● **REQUIRED WORK**
Every record must be written out once more, with nothing added or omitted.

(Dataset rows on where objects appear)
▬▬▬
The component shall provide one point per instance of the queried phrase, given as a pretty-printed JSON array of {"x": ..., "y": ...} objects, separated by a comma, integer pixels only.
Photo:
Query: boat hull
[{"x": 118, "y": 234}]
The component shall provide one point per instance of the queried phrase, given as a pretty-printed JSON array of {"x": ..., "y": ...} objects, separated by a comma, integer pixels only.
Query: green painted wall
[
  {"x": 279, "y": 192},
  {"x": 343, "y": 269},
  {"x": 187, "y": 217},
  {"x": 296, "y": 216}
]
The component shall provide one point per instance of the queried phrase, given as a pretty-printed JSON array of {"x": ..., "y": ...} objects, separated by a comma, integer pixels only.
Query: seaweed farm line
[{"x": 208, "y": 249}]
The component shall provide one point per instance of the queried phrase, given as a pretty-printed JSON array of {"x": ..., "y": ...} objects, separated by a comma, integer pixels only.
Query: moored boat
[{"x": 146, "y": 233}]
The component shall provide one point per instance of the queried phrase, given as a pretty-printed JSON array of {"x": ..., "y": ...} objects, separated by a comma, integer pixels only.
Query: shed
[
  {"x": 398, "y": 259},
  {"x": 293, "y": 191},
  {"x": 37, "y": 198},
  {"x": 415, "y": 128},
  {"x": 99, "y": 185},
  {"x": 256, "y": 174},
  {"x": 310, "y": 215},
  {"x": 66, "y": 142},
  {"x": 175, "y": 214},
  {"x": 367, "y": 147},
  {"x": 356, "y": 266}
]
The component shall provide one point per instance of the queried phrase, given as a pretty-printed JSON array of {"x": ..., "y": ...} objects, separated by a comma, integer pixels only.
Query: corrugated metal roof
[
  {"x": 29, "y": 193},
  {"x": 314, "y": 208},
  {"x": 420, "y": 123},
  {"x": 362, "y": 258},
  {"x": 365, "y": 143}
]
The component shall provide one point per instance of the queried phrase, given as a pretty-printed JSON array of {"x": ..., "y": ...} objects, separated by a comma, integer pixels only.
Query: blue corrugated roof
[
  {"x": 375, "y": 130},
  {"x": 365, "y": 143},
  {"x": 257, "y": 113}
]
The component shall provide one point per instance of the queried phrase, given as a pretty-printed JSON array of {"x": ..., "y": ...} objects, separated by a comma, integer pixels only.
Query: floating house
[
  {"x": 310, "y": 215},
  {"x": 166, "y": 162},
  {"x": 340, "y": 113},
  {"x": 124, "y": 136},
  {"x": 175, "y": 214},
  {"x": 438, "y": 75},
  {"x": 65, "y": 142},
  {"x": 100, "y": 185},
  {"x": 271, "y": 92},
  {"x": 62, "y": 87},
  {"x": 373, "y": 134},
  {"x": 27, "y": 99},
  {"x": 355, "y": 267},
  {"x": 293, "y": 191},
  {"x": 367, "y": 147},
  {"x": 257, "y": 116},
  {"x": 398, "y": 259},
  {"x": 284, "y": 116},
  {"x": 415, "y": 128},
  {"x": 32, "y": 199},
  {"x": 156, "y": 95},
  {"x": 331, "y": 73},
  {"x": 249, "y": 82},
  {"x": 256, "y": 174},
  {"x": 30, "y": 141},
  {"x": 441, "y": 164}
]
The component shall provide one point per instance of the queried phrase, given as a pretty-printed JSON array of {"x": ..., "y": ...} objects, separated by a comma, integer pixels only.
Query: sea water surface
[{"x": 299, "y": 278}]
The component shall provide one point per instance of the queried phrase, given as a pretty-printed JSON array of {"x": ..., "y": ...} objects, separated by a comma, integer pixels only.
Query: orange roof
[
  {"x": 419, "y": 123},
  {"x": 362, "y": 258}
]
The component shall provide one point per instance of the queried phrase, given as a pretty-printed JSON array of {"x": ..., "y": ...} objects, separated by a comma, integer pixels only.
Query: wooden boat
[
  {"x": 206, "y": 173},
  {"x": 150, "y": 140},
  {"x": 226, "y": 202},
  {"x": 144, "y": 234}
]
▬▬▬
● **THE ANSWER**
The component shall provide one point per instance of the queried phrase, given as a pretty-printed JSON array of {"x": ..., "y": ...} objects, separated by a comma, integer pixels only.
Photo:
Query: boat hull
[{"x": 118, "y": 234}]
The component shall provide one point per instance of the queried phrase, given as a pretty-printed JSON array of {"x": ..., "y": ...} objects, separated by a comma, integer pixels only.
Query: green painted wall
[
  {"x": 279, "y": 192},
  {"x": 343, "y": 269},
  {"x": 187, "y": 217},
  {"x": 296, "y": 216}
]
The component shall provide one point per instance of the queried phrase, given as a pretty-printed JSON array of {"x": ..., "y": ...} objects, separated by a comma, integer pixels only.
Query: seaweed farm line
[{"x": 208, "y": 249}]
The component shall provide one point per instance of the queried phrase, given as a pretty-printed JSON array of {"x": ..., "y": ...} objects, separated by a comma, integer pixels only.
Query: moored boat
[{"x": 146, "y": 233}]
The component shall provide one point per instance of the queried phrase, given as a pretty-printed JSON array of {"x": ..., "y": ...} objects, separated by a comma, integer pixels only.
Query: shed
[
  {"x": 398, "y": 259},
  {"x": 293, "y": 191},
  {"x": 37, "y": 198},
  {"x": 415, "y": 128},
  {"x": 99, "y": 185},
  {"x": 256, "y": 174},
  {"x": 310, "y": 215},
  {"x": 66, "y": 142},
  {"x": 175, "y": 214},
  {"x": 367, "y": 147},
  {"x": 356, "y": 266}
]
The component shall provide one point per instance of the queried phrase, given as a pretty-printed JSON array of {"x": ..., "y": ...} objects, separated by a comma, integer pixels only.
Query: corrugated metal roof
[
  {"x": 29, "y": 193},
  {"x": 314, "y": 208},
  {"x": 420, "y": 123},
  {"x": 362, "y": 258},
  {"x": 365, "y": 143}
]
The component shall provide one point per instance of the queried phrase, given as a pretty-printed JSON array of {"x": ..., "y": ...} objects, separated by a comma, integer pixels only.
Query: blue corrugated roof
[
  {"x": 375, "y": 130},
  {"x": 365, "y": 143},
  {"x": 257, "y": 113}
]
The component shall provide one point per instance of the queried phrase, given as a pretty-printed JSON array of {"x": ..., "y": ...} objects, separated by a comma, integer pixels only.
Query: floating house
[
  {"x": 310, "y": 215},
  {"x": 166, "y": 162},
  {"x": 340, "y": 113},
  {"x": 124, "y": 136},
  {"x": 175, "y": 214},
  {"x": 438, "y": 75},
  {"x": 65, "y": 142},
  {"x": 100, "y": 185},
  {"x": 271, "y": 92},
  {"x": 62, "y": 87},
  {"x": 373, "y": 134},
  {"x": 27, "y": 99},
  {"x": 355, "y": 267},
  {"x": 293, "y": 191},
  {"x": 367, "y": 147},
  {"x": 257, "y": 116},
  {"x": 398, "y": 259},
  {"x": 284, "y": 116},
  {"x": 415, "y": 128},
  {"x": 32, "y": 199},
  {"x": 156, "y": 95},
  {"x": 331, "y": 73},
  {"x": 249, "y": 82},
  {"x": 256, "y": 174},
  {"x": 30, "y": 141},
  {"x": 441, "y": 164}
]
The component shall provide one point per instance of the queried phrase, given as a pretty-printed JSON array of {"x": ..., "y": ...} objects, separated by a comma, integer pixels only.
Query: sea water surface
[{"x": 299, "y": 278}]
The component shall provide one point per instance of the queried phrase, given as a pretty-printed JSON array of {"x": ..., "y": ...} objects, separated by a comma, integer pixels only.
Query: orange roof
[
  {"x": 419, "y": 123},
  {"x": 362, "y": 258}
]
The component shall provide one point per instance of the queried phrase, given as a pretty-printed JSON array of {"x": ..., "y": ...} objects, separated by a comma, integer pixels only.
Query: wooden boat
[
  {"x": 206, "y": 173},
  {"x": 150, "y": 140},
  {"x": 226, "y": 202},
  {"x": 144, "y": 234}
]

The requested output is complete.